How many rows below contain "person" with the same capitalization? Reply with only the number.

▶ [Given entries]
^^^^^^^^

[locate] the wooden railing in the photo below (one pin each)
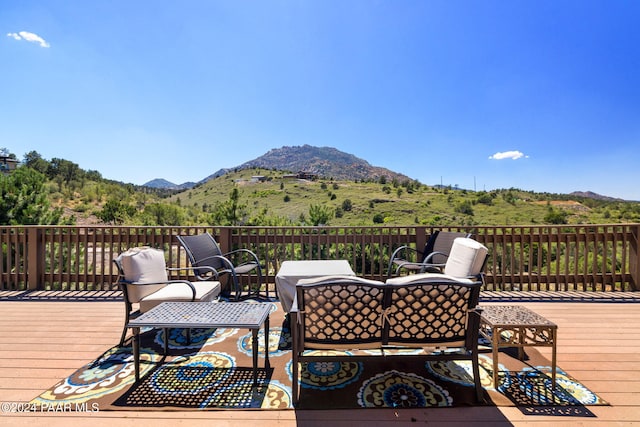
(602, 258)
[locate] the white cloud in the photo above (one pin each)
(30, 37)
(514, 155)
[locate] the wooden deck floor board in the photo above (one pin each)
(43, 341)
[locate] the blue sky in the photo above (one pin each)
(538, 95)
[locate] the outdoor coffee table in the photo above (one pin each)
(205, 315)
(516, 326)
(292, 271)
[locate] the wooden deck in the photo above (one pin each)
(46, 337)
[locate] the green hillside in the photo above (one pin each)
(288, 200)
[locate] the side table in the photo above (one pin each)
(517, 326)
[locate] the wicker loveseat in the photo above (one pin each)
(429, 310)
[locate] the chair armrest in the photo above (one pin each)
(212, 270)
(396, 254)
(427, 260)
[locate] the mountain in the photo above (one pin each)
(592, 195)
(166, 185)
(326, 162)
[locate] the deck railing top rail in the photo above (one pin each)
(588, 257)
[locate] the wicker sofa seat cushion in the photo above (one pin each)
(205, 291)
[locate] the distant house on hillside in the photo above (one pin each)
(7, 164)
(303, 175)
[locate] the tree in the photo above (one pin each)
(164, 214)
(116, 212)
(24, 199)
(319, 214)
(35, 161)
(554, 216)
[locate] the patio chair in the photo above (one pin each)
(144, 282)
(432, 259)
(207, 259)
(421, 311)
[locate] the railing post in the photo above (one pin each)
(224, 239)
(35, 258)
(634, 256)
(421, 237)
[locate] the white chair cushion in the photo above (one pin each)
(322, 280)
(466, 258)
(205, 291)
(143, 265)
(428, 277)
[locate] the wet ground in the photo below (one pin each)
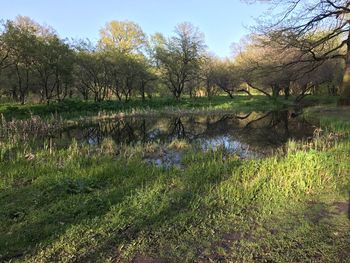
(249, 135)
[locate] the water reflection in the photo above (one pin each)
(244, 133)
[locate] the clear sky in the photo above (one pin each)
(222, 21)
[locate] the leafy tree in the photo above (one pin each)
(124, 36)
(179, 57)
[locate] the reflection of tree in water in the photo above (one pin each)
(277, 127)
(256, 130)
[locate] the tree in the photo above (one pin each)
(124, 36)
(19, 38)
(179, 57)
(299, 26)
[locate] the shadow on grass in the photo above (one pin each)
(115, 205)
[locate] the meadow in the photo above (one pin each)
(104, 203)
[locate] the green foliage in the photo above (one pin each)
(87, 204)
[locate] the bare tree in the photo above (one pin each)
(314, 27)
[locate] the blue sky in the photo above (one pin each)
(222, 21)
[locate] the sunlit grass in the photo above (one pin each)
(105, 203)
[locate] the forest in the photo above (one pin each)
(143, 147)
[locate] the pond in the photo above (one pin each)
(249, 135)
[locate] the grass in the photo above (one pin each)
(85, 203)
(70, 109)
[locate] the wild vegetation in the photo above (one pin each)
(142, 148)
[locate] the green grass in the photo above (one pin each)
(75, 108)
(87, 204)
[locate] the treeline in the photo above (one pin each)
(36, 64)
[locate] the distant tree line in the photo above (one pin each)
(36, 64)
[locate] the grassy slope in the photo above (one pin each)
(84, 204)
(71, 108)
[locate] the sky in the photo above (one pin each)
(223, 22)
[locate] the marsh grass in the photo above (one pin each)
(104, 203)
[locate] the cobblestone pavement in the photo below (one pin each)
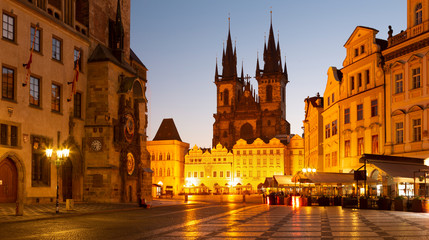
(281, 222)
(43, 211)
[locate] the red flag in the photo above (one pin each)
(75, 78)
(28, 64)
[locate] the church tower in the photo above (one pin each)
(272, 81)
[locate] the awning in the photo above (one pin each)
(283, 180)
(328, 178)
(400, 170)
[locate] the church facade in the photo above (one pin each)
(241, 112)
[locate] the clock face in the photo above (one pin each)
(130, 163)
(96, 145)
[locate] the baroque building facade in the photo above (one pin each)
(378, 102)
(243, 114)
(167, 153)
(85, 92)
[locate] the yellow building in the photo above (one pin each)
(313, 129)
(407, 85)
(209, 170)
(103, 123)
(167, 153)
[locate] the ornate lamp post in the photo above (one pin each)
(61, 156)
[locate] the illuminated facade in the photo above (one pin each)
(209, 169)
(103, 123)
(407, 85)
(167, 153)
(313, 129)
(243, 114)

^^^^^^^^

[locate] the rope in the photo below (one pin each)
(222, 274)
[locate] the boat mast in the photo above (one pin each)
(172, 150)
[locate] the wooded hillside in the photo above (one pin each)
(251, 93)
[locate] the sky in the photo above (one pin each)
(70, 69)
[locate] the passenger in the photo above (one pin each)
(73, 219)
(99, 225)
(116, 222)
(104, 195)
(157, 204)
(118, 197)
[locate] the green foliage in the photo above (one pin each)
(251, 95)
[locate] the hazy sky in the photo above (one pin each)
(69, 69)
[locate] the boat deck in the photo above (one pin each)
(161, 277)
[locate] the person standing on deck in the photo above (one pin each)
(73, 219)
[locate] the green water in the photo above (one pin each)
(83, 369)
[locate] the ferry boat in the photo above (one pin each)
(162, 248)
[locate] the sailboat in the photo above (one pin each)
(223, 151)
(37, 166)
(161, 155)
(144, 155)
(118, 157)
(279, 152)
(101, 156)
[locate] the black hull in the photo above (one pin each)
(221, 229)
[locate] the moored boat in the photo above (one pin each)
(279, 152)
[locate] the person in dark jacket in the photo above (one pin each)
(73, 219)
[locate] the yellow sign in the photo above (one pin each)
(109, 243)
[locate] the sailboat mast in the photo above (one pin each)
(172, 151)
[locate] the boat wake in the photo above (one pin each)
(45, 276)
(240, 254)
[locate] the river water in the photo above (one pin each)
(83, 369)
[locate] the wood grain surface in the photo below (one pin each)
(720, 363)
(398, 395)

^^^^^^^^

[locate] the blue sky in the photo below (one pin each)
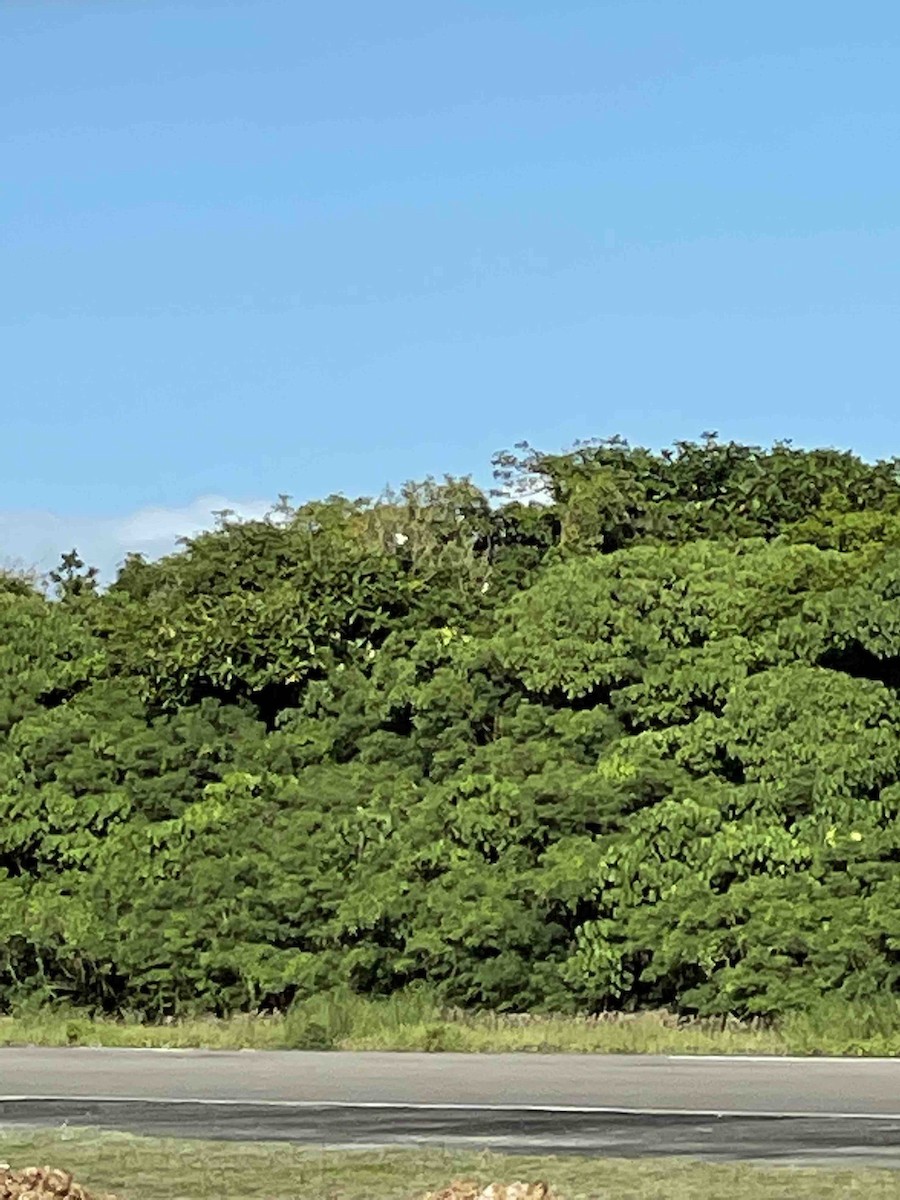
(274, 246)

^^^^^^^^

▶ [Answer for the task] 2